Direction: Output exactly the lines that run from the line with "label the shrub" to the end of the material, both ends included, and no other lines.

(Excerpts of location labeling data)
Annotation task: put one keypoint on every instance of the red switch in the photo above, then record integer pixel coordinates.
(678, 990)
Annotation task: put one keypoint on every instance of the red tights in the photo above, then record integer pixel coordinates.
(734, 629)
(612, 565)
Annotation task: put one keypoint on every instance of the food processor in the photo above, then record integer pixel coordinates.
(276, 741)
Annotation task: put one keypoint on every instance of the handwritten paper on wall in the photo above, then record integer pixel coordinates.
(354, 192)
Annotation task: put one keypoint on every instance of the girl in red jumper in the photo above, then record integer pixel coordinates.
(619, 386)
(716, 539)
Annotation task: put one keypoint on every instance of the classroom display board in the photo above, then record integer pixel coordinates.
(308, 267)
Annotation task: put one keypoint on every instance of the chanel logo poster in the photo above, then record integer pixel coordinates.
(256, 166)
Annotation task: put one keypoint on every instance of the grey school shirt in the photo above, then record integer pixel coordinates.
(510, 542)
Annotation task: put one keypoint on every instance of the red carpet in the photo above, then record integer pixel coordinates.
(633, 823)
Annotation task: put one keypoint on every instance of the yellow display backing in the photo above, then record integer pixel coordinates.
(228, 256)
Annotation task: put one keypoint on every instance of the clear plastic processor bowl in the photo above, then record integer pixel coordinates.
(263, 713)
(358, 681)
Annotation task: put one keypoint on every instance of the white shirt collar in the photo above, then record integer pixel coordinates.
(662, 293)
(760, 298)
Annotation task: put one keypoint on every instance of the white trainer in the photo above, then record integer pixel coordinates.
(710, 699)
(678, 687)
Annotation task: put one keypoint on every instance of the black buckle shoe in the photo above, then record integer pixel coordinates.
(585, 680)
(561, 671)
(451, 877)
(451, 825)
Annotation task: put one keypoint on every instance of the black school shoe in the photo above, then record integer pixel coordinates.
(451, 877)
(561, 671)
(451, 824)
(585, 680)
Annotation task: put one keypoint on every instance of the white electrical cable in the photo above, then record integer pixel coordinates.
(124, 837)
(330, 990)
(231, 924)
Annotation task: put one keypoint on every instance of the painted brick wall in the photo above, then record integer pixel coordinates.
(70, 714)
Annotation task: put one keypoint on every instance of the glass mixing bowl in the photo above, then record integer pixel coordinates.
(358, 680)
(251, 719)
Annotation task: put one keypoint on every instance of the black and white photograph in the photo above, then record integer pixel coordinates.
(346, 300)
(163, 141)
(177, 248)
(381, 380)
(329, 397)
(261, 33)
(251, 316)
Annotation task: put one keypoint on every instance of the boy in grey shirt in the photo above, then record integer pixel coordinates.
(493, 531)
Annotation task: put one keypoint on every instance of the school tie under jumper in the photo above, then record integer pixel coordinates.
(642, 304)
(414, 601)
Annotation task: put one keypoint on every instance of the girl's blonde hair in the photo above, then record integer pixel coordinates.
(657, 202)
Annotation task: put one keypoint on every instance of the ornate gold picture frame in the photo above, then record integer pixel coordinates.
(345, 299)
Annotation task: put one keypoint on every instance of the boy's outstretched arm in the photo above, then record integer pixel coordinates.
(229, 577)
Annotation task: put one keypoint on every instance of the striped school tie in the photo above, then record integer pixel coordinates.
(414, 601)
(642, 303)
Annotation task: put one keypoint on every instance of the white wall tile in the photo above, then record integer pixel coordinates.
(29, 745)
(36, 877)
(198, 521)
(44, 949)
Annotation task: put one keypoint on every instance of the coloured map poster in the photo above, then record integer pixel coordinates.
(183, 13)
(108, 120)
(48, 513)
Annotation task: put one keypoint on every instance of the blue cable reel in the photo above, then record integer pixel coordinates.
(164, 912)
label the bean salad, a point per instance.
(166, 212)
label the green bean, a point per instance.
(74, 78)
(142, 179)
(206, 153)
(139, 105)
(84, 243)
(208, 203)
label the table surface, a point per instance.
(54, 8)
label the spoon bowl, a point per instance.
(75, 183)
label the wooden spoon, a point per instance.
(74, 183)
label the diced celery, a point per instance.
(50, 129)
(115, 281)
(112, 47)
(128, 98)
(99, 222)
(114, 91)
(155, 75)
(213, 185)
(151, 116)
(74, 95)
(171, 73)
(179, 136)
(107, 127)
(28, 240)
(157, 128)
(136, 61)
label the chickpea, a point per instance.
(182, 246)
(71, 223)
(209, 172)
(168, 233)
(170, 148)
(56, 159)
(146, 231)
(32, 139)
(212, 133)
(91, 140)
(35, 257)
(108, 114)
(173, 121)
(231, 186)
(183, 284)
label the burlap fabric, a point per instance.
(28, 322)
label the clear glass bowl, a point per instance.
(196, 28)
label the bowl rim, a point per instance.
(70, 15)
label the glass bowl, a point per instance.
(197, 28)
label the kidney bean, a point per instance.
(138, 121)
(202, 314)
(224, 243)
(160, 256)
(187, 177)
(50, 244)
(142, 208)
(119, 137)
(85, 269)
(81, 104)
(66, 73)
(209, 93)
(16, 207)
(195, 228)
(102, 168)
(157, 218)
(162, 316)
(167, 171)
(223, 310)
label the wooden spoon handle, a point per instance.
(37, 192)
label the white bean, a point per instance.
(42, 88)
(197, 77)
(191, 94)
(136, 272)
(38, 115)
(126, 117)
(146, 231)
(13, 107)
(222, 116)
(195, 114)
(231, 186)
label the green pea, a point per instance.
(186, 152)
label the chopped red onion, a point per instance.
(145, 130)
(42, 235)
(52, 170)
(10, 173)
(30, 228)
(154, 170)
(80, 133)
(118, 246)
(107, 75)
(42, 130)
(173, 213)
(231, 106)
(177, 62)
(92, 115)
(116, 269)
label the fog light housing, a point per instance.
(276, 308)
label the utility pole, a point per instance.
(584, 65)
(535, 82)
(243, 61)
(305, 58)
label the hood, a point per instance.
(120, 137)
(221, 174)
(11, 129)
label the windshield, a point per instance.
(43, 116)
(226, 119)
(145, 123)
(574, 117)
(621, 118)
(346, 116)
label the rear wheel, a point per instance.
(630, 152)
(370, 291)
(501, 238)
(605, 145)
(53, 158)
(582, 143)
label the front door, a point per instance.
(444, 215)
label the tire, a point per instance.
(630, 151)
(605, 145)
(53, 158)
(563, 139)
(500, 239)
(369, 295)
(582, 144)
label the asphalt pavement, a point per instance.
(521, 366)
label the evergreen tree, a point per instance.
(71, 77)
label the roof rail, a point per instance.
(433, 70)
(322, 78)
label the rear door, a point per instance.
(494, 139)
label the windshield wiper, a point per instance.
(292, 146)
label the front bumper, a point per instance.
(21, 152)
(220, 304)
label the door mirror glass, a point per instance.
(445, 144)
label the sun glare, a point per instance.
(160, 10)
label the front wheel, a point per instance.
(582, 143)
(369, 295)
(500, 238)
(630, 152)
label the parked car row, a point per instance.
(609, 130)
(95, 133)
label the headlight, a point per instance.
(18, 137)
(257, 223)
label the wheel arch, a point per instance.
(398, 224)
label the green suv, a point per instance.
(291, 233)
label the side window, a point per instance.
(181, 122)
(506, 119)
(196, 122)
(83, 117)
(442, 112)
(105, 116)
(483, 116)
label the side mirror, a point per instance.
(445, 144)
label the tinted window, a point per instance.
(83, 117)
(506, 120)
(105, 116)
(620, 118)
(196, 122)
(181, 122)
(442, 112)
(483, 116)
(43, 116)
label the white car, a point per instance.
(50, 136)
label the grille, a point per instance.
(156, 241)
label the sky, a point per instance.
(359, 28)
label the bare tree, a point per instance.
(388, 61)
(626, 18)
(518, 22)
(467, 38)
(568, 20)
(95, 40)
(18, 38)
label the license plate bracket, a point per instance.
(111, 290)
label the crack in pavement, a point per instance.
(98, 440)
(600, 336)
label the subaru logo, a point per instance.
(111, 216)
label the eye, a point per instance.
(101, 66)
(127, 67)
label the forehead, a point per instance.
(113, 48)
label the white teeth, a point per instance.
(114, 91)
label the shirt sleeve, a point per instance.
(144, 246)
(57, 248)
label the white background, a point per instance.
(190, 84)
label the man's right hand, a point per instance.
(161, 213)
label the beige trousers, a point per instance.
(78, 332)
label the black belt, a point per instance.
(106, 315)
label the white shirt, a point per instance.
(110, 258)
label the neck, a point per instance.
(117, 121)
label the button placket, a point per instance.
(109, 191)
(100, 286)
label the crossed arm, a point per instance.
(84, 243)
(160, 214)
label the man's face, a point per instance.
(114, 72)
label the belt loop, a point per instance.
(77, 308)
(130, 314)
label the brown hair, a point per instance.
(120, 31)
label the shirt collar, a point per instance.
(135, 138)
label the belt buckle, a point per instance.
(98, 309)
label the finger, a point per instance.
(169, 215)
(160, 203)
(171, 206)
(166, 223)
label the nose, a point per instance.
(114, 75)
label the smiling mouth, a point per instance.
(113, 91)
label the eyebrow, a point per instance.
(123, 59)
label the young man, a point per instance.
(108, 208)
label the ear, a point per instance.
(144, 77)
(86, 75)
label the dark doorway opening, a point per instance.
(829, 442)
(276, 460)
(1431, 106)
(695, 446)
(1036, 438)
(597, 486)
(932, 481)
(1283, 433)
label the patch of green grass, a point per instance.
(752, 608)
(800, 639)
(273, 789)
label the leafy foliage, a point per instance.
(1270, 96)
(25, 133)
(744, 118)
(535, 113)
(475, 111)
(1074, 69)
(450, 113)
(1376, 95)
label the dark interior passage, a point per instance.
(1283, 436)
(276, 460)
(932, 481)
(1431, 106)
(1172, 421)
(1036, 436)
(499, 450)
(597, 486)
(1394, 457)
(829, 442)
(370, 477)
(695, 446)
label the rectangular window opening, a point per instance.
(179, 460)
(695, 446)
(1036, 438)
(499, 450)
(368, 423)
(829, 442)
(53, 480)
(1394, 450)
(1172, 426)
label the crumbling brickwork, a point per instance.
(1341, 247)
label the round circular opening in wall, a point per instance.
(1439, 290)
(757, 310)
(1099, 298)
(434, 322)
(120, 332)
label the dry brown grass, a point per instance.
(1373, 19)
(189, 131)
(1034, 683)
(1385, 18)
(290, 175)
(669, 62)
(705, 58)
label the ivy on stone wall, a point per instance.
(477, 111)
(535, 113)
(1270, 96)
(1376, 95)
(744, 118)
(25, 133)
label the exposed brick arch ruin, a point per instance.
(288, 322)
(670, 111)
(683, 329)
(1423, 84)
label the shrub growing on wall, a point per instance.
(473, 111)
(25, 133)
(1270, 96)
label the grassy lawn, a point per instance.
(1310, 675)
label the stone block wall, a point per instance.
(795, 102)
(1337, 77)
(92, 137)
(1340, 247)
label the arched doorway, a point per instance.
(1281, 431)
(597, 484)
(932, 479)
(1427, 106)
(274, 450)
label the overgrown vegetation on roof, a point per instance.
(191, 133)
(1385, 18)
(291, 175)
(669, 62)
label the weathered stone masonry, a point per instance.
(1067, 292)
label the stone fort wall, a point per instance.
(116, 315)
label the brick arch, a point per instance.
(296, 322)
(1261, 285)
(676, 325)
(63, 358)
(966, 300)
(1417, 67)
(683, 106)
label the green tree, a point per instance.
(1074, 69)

The result:
label the shrub growing on wall, a point per instance.
(473, 111)
(25, 133)
(1270, 96)
label the grassy lawn, a point per instance.
(1310, 675)
label the stone block wall, a point per instance.
(795, 102)
(1337, 77)
(92, 137)
(1340, 247)
label the arched doorway, a point per instance.
(1281, 431)
(597, 484)
(932, 479)
(1427, 106)
(274, 450)
label the overgrown vegetation on roof, a point per instance.
(191, 133)
(1385, 18)
(291, 175)
(669, 62)
label the weathered stone masonry, a point per instance.
(1067, 292)
label the stone fort wall, a point per instance.
(116, 315)
label the brick arch, a point per instance.
(296, 322)
(1261, 285)
(676, 325)
(63, 358)
(966, 300)
(1417, 67)
(683, 106)
label the green tree, a point per instance.
(1074, 69)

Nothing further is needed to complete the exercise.